[Image-grounded pointing data]
========

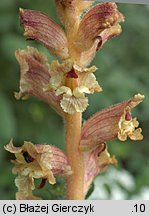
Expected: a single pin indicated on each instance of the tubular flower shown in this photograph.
(95, 162)
(64, 85)
(36, 161)
(111, 123)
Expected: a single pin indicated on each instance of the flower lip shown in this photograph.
(72, 74)
(28, 158)
(128, 116)
(42, 184)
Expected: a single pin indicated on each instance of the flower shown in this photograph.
(111, 123)
(104, 126)
(65, 85)
(36, 161)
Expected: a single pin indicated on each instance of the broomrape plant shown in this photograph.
(64, 84)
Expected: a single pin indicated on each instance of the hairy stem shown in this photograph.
(73, 133)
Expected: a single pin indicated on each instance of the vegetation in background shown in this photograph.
(123, 69)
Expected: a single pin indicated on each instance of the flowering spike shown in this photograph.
(35, 76)
(36, 161)
(95, 21)
(111, 123)
(42, 28)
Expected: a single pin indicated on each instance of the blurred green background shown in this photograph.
(123, 71)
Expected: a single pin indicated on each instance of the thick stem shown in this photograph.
(73, 133)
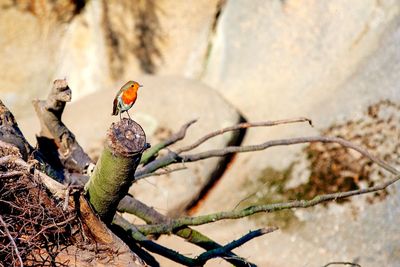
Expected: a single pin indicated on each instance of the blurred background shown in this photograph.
(226, 61)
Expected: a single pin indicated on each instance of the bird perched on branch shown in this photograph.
(125, 98)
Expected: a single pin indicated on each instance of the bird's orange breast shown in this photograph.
(129, 96)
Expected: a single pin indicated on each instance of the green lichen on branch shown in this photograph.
(114, 172)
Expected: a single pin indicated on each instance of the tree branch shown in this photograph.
(219, 252)
(173, 157)
(114, 171)
(151, 152)
(179, 258)
(342, 263)
(240, 126)
(159, 173)
(149, 215)
(237, 214)
(56, 141)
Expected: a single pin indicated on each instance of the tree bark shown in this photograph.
(114, 171)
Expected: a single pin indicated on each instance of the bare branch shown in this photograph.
(202, 258)
(149, 215)
(11, 174)
(159, 173)
(151, 152)
(342, 263)
(12, 241)
(237, 214)
(150, 245)
(219, 252)
(240, 126)
(285, 142)
(172, 157)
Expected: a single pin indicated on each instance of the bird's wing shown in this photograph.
(115, 104)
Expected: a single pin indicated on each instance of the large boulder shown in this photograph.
(284, 59)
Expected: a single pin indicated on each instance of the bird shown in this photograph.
(125, 98)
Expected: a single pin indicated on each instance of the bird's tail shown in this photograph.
(115, 110)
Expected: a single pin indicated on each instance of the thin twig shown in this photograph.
(12, 241)
(234, 244)
(159, 173)
(151, 216)
(177, 257)
(237, 214)
(285, 142)
(172, 157)
(342, 263)
(240, 126)
(11, 174)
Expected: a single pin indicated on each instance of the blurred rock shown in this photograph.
(92, 44)
(291, 61)
(164, 37)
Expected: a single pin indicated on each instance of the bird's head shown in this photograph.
(132, 84)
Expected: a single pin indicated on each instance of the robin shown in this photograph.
(125, 98)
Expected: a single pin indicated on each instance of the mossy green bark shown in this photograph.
(115, 170)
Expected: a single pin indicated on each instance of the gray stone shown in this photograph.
(284, 59)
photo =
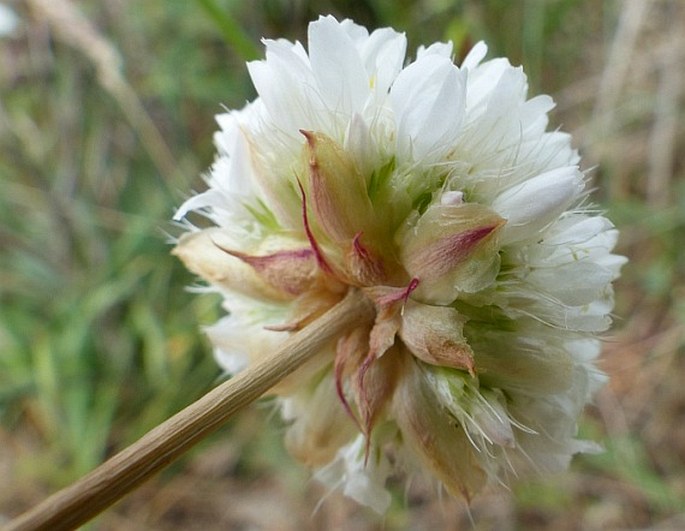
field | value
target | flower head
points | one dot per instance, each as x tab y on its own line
435	190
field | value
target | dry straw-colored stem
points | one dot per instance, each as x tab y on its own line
78	503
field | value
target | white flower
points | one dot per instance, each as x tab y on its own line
437	191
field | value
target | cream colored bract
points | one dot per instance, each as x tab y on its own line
436	190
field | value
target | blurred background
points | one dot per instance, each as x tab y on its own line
106	117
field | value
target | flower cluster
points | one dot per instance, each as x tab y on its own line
437	191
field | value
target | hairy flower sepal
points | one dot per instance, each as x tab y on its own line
451	249
435	191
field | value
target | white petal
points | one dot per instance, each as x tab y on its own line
532	205
475	56
383	54
337	67
428	101
442	49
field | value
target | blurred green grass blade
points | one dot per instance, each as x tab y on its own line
231	31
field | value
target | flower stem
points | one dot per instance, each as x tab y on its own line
93	493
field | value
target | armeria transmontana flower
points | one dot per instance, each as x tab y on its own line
436	190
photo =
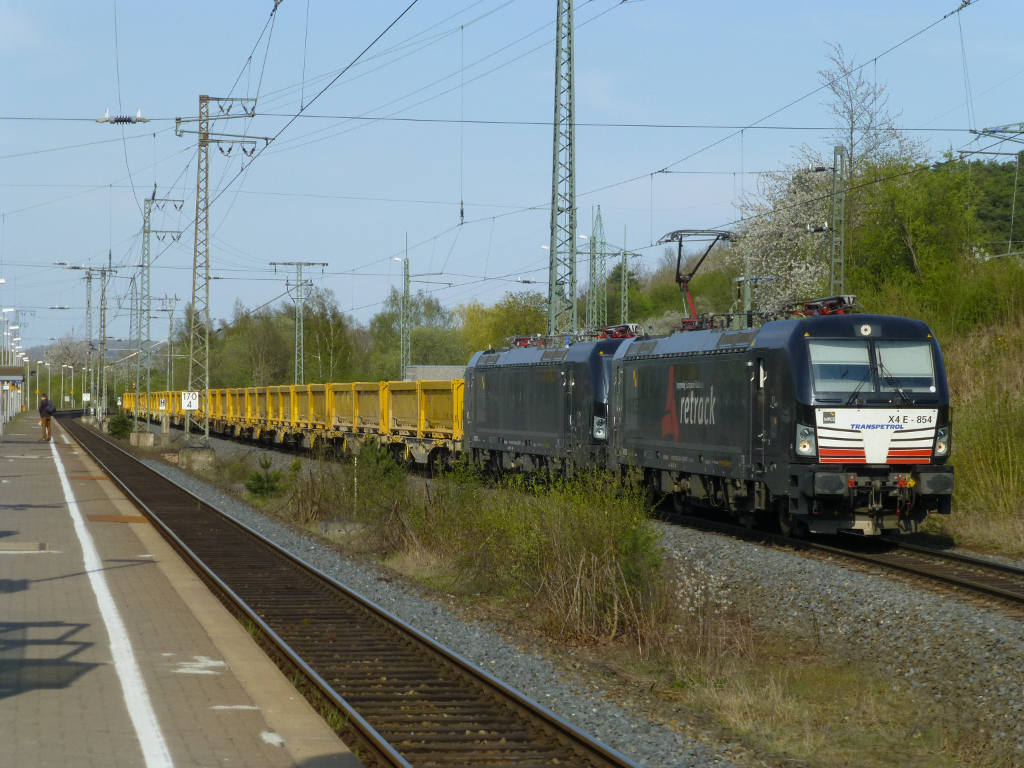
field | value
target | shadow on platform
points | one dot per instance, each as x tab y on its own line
40	654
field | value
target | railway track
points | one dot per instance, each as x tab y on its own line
972	573
402	698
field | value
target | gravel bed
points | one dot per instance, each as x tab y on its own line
643	741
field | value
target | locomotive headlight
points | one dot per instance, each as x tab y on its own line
806	444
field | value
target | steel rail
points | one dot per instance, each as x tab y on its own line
581	745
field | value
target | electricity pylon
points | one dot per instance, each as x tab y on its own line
145	304
561	247
299	292
597	292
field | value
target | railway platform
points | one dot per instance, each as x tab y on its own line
112	651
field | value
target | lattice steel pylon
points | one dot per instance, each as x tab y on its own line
406	340
199	320
837	249
561	247
145	296
88	334
104	276
145	305
597	290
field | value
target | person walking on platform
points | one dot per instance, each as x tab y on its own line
46	410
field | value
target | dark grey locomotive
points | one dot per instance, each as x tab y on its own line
827	423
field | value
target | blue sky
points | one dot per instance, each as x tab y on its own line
347	192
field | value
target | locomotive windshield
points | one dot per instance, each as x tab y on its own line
861	366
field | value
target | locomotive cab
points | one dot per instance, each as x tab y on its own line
832	423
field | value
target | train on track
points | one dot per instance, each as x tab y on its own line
829	422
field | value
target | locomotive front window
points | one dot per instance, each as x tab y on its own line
840	366
905	366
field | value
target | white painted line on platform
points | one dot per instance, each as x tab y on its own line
151	739
30	552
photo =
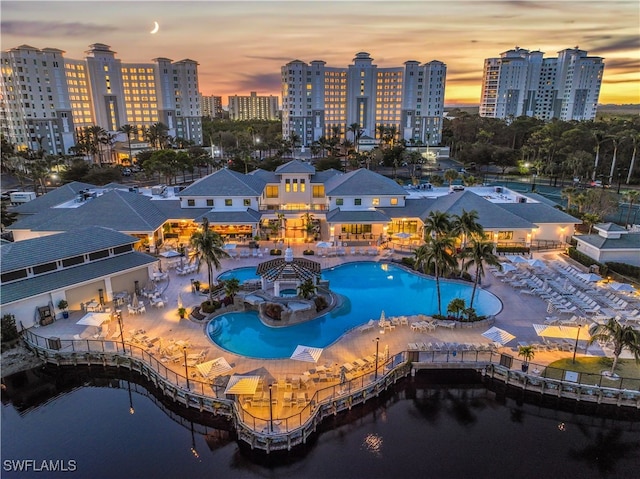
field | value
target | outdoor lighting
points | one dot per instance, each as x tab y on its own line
186	368
576	345
375	378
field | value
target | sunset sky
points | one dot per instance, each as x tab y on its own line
241	45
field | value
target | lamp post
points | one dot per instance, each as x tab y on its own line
270	408
186	368
376	373
575	348
119	316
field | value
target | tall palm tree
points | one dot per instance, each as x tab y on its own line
481	253
466	224
439	253
129	130
622	337
631	196
207	246
437	224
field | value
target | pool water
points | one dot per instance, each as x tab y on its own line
367	289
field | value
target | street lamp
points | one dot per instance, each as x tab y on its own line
270	408
186	368
575	348
375	378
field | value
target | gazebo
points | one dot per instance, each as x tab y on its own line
288	273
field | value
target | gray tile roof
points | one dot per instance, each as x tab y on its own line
45	249
362	182
539	213
225	182
490	215
116	209
52	198
627	241
76	275
295	166
364	216
232	217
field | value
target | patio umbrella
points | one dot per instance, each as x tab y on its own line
213	368
239	384
307	353
623	287
589	277
498	335
170	254
508	267
566	332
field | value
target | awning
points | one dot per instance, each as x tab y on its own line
94	319
307	353
498	335
242	384
566	332
213	368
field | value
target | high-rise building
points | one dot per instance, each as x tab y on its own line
211	106
253	107
521	82
317	99
46	99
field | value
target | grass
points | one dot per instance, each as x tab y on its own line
591	368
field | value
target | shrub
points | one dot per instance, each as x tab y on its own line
8	330
321	303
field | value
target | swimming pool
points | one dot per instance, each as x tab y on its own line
367	289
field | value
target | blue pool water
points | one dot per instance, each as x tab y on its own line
367	289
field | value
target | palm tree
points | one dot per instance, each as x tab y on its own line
439	253
631	196
466	224
207	246
436	224
129	130
481	253
622	337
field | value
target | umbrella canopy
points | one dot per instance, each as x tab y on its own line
213	368
402	235
94	319
536	263
517	259
624	287
566	332
508	267
307	353
170	254
498	335
242	384
589	277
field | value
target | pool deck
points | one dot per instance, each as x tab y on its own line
518	314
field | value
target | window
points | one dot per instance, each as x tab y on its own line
272	192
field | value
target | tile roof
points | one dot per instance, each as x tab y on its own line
45	249
225	182
53	198
362	182
539	213
73	276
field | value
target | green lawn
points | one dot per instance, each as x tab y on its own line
591	369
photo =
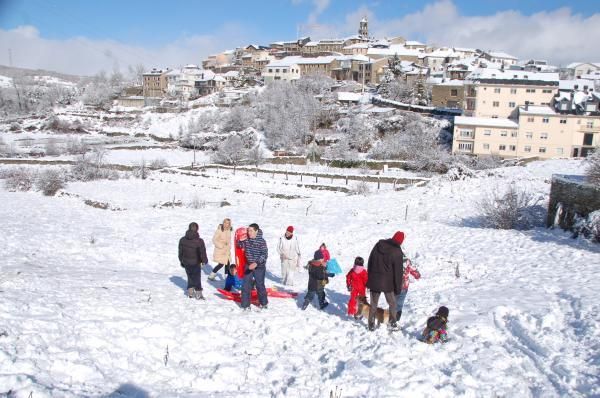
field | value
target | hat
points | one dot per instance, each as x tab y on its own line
318	255
443	311
398	237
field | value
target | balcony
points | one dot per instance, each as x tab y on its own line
585	129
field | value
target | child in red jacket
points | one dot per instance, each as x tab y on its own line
409	270
356	281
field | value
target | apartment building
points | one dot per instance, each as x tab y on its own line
537	131
448	94
155	83
497	93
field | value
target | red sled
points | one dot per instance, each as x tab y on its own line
271	292
241	234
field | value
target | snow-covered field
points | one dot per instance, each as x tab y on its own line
92	301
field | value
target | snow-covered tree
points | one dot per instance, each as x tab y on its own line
593	168
230	152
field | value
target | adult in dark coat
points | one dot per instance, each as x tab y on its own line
192	254
385	275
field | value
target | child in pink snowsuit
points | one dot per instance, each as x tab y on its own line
356	281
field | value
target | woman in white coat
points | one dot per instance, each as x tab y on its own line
289	253
222	253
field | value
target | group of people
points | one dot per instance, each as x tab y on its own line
388	272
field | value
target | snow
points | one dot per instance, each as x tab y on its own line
92	300
5	81
484	121
537	110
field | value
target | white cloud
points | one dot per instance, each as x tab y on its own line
560	36
85	56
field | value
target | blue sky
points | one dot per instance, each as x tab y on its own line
159	22
85	36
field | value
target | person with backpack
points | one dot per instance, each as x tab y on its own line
192	255
356	282
289	253
256	251
385	270
222	252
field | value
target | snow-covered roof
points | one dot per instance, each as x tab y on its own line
297	60
346	96
394	49
494	74
570	84
454	82
500	54
537	110
357	45
484	122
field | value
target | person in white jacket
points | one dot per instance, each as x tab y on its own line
289	253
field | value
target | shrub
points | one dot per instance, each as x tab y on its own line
589	227
51	149
511	209
361	188
159	163
19	179
50	182
593	169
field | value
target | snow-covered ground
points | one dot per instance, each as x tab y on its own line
92	301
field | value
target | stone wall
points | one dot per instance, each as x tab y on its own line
571	196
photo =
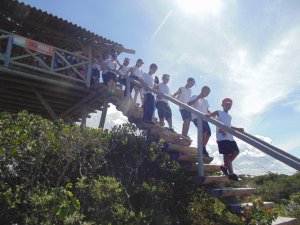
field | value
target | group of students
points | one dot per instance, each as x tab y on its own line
226	144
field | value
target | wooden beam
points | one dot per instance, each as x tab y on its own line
84	115
42	79
103	115
45	104
81	102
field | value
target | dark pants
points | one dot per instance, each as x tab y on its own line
131	85
148	107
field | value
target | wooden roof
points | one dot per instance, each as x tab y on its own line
17	17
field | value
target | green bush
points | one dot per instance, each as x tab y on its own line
57	173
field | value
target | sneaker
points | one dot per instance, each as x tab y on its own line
224	170
171	129
148	121
205	153
233	177
184	136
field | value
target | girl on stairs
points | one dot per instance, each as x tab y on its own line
226	144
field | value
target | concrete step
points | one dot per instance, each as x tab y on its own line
286	221
237	208
229	192
181	149
208	168
193	158
209	180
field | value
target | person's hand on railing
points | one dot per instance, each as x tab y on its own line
223	132
238	129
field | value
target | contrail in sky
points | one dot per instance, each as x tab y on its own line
161	24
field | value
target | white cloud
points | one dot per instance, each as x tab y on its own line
113	117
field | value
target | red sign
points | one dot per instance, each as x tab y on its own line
33	45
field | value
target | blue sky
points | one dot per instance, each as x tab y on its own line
246	50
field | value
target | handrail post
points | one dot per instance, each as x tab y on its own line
127	88
89	70
52	60
8	51
200	147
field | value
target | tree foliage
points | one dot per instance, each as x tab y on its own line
57	173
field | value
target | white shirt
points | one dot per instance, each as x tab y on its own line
124	70
96	64
112	65
136	71
164	89
185	95
201	105
224	118
148	79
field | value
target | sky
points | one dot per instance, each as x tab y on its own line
246	50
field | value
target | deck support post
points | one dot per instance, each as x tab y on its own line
84	115
200	147
103	115
45	104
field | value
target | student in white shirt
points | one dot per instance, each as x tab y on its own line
147	81
201	104
226	144
124	71
136	73
184	95
162	105
96	68
110	77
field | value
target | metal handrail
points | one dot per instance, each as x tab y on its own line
8	60
267	148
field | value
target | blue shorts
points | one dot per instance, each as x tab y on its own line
185	114
164	110
205	126
227	147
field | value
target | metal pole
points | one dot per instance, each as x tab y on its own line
127	88
84	115
200	147
89	70
103	115
53	60
8	51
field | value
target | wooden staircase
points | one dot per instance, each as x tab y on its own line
187	157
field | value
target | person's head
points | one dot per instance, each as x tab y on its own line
226	104
114	56
139	62
152	68
126	62
190	82
105	55
99	57
165	78
205	91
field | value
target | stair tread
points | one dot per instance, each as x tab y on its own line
207	168
285	221
194	158
207	180
239	206
228	192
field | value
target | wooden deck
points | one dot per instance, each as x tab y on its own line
48	96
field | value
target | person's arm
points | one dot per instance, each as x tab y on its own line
175	95
118	70
193	100
119	64
213	114
238	129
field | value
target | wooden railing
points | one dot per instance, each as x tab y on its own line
21	53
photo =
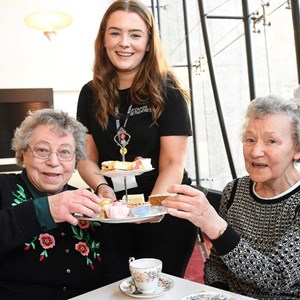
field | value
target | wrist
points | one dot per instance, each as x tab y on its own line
99	185
220	231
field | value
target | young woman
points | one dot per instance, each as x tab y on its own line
134	90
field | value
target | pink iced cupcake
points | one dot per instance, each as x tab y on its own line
117	210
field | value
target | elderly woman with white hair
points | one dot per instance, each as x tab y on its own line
256	235
45	252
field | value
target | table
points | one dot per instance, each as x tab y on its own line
182	288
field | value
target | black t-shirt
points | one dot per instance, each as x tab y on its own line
145	136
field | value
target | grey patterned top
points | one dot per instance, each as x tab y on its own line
259	253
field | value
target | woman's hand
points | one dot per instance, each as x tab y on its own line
65	204
105	191
191	204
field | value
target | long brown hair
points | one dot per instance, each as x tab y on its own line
151	80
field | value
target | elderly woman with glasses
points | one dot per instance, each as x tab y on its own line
46	252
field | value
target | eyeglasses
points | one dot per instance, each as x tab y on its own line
44	153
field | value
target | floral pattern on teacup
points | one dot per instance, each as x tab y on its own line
146	276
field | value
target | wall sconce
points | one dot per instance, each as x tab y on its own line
48	21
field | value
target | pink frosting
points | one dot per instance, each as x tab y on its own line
117	210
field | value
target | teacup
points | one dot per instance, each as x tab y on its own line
145	273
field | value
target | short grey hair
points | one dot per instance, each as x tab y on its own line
271	105
59	120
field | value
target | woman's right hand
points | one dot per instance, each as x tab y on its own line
65	204
105	191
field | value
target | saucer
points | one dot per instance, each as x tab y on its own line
164	285
210	296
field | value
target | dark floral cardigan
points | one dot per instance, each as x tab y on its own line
43	260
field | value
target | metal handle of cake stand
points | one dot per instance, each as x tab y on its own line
125	180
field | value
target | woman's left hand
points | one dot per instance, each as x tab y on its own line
191	204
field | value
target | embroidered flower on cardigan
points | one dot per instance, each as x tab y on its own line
83	224
20	196
47	241
88	244
86	247
82	248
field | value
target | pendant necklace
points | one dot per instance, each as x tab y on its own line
122	138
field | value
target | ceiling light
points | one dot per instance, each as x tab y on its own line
48	21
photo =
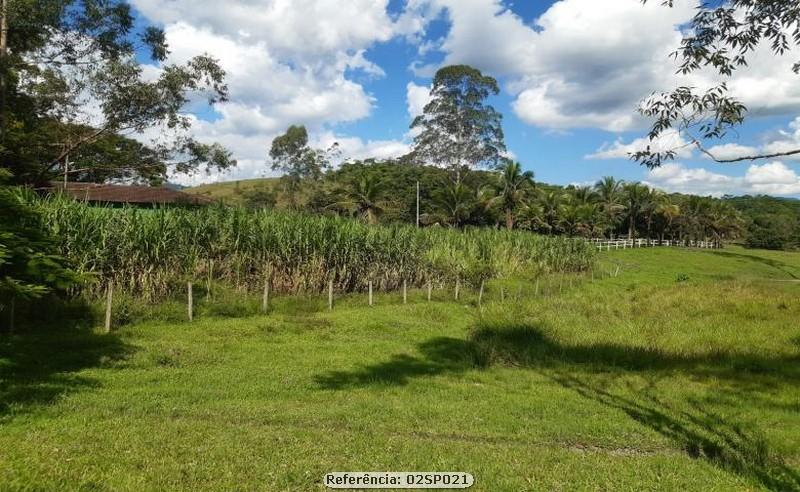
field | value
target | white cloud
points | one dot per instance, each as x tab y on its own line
286	62
773	178
588	63
354	148
731	151
417	97
783	141
670	140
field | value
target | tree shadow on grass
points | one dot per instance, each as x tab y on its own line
585	369
778	265
36	368
528	346
701	433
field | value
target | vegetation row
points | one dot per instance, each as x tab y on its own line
154	251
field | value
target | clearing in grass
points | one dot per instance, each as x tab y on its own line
679	372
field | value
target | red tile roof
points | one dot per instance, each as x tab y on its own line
109	193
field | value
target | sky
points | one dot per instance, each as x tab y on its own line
571	72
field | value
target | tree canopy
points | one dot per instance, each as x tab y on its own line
458	129
721	36
71	76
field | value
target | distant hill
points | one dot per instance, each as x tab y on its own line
235	192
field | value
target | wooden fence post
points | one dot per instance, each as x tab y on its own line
208	279
265	296
11	315
190	301
109	300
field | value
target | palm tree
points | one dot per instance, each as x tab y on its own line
635	200
650	207
363	198
668	211
514	183
455	201
550	203
584	195
609	198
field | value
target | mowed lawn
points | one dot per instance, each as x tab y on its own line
681	371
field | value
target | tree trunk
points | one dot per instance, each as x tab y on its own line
631	226
3	66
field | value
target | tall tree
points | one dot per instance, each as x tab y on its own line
458	129
77	62
292	156
514	184
720	37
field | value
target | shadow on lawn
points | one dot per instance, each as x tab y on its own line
586	370
778	265
526	345
36	368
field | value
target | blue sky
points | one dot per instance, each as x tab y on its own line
571	74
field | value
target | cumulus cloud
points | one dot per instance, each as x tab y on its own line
417	97
588	63
354	148
670	140
783	141
772	178
287	62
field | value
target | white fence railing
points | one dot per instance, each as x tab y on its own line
609	244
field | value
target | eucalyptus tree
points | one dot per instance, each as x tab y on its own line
293	157
720	37
514	185
458	129
79	64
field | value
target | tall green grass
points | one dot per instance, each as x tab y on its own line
155	251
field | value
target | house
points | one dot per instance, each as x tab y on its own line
115	194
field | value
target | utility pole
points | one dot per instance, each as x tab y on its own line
417	204
66	170
3	64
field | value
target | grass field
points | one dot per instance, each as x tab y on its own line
680	372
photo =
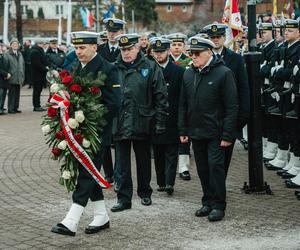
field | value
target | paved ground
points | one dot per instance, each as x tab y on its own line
31	202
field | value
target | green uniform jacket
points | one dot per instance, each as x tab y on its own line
143	100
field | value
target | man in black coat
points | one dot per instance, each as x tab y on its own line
143	104
39	70
235	62
207	114
86	187
165	146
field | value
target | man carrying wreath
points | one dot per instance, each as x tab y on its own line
90	63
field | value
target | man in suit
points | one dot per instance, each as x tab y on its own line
110	51
165	146
235	62
87	188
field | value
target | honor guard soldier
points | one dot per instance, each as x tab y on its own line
177	50
87	188
235	62
143	103
110	50
165	146
208	112
55	56
282	75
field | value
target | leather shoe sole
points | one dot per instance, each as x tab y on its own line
203	211
61	229
95	229
120	207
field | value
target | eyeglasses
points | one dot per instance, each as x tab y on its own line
196	52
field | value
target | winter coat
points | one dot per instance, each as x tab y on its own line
143	100
208	105
16	67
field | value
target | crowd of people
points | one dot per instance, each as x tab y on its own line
172	93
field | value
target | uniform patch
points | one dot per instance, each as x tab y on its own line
144	72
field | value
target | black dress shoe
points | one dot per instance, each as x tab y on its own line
290	184
203	211
287	175
109	179
39	109
161	189
185	175
146	201
169	189
120	207
216	215
61	229
95	229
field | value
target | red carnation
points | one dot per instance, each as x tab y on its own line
75	88
56	151
63	74
78	138
94	90
67	80
60	135
52	112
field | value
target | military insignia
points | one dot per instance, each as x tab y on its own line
158	43
214	28
124	39
194	41
144	72
110	23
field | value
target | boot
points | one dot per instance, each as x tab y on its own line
101	219
69	224
270	151
280	160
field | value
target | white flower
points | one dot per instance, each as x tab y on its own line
66	175
46	129
86	143
62	145
79	116
54	88
73	123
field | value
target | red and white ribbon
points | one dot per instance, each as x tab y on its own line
61	100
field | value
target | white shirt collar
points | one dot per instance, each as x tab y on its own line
83	65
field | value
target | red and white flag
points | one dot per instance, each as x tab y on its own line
232	18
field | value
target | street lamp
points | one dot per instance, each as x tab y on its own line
255	158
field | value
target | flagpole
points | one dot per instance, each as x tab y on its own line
5	23
69	22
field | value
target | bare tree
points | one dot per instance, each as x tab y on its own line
19	21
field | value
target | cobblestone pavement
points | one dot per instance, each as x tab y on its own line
31	202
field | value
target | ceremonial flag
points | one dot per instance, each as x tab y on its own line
232	18
87	17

========

**Work task:** For each line in the data that holds the word "water", copy the line.

**Completed exercise:**
target | pool water
target | blue pool water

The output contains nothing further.